According to the passage on adapted screenplays below, from which source was "Arrival" adapted?

### Selected excerpt
* * * * * * * * *
Hollywood is rarely in search of the new, so each year brings a longer list of adapted screenplays and a shorter list of originals. Winning the National Board of Review were Martin Scorsese and Jay Cocks for “Silence,” while landing Critics Choice nominations were Luke Davies (“Lion”), Tom Ford (“Nocturnal Animals”), Todd Komarnicki (“Sully”), Allison Schroeder, Theodore Melfi (“Hidden Figures”), August Wilson (“Fences”) and eventual winner Eric Heisserer (“Arrival”), who did not land a Golden Globe nomination for Screenplay.
The Academy recently moved two scripts, “Moonlight” and “Loving,” from Original to Adapted. Technically, the play Barry Jenkins adapted with playwright Tarell Alvin McCraney, “In Moonlight Black Boys Look Blue,” was never produced. But the Academy, unlike the Writers Guild of America, has decided that Jenkins did adapt the moving Miami-set coming-of-age triptych from another source. So that puts “Moonlight” at the top of the race for Adapted Screenplay.
Jeff Nichols’ “Loving” also makes sense as an adapted script, as much of the dialogue in the film comes straight from Nancy Buirski’s 2011 documentary “The Loving Story,” which the filmmaker and cast tried so hard to bring to fictional life.
Both are now competing against WGA nominee “Arrival,” Denis Villeneuve’s brainy sci-fi encounter between an empathetic linguist (Amy Adams) and alien visitors whose intentions are unclear. Adapted by Eric Heisserer (“The Thing”) from Ted Chiang’s short story “Story of Your Life,” the movie is accessible, smart, suspenseful and moving, that rare mix of brain-twister and intimate drama.
* * * * * * * * *
### Data entries
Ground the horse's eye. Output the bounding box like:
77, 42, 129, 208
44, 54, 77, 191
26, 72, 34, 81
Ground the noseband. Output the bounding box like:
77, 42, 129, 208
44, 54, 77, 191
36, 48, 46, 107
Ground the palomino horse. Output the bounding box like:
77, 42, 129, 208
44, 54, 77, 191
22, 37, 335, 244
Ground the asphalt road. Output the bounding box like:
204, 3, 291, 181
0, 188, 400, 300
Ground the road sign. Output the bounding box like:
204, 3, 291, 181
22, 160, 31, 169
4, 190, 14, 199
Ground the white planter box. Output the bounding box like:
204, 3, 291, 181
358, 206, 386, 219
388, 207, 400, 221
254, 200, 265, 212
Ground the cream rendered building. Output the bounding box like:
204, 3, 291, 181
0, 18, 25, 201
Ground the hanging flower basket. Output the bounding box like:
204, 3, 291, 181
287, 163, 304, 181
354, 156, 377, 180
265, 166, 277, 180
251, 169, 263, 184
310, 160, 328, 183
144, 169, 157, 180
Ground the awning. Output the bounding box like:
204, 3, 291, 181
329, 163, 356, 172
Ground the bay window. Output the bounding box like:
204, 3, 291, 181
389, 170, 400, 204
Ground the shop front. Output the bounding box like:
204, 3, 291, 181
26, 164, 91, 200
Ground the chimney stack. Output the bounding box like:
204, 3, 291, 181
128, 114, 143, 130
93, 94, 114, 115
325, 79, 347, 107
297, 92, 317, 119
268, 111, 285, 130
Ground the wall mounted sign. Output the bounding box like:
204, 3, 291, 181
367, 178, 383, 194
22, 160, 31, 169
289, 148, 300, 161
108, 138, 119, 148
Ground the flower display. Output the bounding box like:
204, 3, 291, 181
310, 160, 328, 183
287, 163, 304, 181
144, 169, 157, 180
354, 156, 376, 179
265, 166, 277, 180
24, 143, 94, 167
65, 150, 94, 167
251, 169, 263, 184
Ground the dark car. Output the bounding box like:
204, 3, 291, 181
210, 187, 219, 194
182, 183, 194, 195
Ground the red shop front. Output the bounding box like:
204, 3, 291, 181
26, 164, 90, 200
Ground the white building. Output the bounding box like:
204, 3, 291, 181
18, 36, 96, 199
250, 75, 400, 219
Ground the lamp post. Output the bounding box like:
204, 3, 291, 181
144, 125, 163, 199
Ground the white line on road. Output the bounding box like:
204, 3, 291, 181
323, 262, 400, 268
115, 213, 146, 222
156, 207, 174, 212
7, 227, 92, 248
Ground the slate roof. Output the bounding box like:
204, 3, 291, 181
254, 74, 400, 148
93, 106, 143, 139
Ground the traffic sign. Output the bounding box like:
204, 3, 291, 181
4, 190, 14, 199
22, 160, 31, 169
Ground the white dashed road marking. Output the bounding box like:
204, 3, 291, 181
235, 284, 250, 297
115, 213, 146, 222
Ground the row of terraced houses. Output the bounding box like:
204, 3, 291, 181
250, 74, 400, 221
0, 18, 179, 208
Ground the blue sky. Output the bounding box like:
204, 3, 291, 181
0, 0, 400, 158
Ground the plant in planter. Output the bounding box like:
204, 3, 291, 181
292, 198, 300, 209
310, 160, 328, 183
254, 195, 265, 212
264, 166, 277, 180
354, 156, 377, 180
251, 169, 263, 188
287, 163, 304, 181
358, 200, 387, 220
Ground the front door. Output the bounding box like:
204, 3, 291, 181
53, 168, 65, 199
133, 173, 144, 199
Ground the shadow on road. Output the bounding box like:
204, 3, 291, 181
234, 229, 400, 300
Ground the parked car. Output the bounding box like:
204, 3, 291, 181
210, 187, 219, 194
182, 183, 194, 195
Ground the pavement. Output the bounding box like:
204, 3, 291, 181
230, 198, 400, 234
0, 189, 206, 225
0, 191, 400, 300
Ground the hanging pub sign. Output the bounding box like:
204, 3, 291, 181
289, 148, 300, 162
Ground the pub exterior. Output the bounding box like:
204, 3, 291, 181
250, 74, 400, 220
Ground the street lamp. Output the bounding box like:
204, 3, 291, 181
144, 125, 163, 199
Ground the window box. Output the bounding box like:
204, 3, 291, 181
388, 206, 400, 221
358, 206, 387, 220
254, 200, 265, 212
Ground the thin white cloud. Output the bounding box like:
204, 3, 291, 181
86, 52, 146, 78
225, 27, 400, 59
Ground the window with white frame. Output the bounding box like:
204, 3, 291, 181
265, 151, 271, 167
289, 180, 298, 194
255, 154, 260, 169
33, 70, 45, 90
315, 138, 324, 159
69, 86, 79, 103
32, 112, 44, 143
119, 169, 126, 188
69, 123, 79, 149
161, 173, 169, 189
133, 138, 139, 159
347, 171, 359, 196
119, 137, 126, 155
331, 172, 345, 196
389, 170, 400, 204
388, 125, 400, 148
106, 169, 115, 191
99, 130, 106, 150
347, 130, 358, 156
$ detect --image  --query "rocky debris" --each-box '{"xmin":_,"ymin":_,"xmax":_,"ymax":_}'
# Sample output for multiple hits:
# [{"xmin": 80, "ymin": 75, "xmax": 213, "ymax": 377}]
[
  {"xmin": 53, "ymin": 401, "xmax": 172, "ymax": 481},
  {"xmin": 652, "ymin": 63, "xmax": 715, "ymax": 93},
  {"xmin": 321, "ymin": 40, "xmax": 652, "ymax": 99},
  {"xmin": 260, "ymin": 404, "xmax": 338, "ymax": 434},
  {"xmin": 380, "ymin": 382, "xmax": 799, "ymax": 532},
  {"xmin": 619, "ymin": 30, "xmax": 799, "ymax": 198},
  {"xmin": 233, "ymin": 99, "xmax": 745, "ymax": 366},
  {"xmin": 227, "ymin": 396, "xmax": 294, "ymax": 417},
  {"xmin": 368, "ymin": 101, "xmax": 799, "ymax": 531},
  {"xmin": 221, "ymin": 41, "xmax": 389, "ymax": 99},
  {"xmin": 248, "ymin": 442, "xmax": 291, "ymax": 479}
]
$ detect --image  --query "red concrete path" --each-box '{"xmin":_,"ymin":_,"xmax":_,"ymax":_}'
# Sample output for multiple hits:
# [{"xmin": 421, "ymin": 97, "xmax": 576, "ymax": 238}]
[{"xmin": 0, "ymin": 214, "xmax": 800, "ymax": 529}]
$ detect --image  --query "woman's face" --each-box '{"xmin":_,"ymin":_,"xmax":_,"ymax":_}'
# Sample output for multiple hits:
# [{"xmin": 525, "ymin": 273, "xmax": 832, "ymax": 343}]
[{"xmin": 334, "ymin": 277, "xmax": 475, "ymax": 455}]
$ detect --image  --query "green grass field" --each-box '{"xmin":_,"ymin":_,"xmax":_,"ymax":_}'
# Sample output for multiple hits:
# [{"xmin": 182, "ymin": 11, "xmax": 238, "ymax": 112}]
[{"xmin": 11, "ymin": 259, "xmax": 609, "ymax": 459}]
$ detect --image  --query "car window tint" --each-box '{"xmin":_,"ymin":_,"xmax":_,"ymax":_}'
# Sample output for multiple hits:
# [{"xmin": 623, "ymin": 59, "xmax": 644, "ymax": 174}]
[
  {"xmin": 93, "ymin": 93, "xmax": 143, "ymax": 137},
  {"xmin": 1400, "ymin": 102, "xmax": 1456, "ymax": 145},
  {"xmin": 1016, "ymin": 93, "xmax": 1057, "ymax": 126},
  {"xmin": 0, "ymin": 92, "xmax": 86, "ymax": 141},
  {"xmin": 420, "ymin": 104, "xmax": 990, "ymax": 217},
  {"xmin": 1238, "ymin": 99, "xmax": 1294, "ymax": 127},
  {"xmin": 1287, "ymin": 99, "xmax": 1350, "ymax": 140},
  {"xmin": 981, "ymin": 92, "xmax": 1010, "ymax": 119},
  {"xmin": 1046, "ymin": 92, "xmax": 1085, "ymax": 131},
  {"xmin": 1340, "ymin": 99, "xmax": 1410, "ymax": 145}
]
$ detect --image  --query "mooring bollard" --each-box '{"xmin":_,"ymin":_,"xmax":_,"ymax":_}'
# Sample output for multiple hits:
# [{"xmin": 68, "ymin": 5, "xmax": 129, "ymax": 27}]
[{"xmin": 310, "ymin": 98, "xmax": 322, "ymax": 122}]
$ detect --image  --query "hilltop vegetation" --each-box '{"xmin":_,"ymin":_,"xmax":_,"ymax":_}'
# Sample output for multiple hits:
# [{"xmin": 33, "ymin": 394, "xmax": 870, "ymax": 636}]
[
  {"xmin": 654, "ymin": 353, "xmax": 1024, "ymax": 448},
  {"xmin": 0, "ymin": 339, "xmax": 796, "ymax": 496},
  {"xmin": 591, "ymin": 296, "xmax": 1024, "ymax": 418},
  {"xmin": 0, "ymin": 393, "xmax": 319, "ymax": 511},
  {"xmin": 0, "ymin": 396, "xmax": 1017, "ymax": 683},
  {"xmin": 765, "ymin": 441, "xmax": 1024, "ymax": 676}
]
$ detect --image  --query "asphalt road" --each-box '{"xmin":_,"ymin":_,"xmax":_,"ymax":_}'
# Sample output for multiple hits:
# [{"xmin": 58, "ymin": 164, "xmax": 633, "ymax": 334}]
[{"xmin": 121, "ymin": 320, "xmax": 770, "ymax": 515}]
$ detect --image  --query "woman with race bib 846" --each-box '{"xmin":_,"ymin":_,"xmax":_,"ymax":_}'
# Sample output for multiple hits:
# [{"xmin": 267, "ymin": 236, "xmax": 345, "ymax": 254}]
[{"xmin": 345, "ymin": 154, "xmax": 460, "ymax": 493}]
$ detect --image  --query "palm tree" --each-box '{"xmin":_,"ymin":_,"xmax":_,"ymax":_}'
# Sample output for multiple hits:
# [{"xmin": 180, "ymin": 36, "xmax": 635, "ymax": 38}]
* * * * * * * * *
### The completed task
Ted Chiang's short story "Story of Your Life."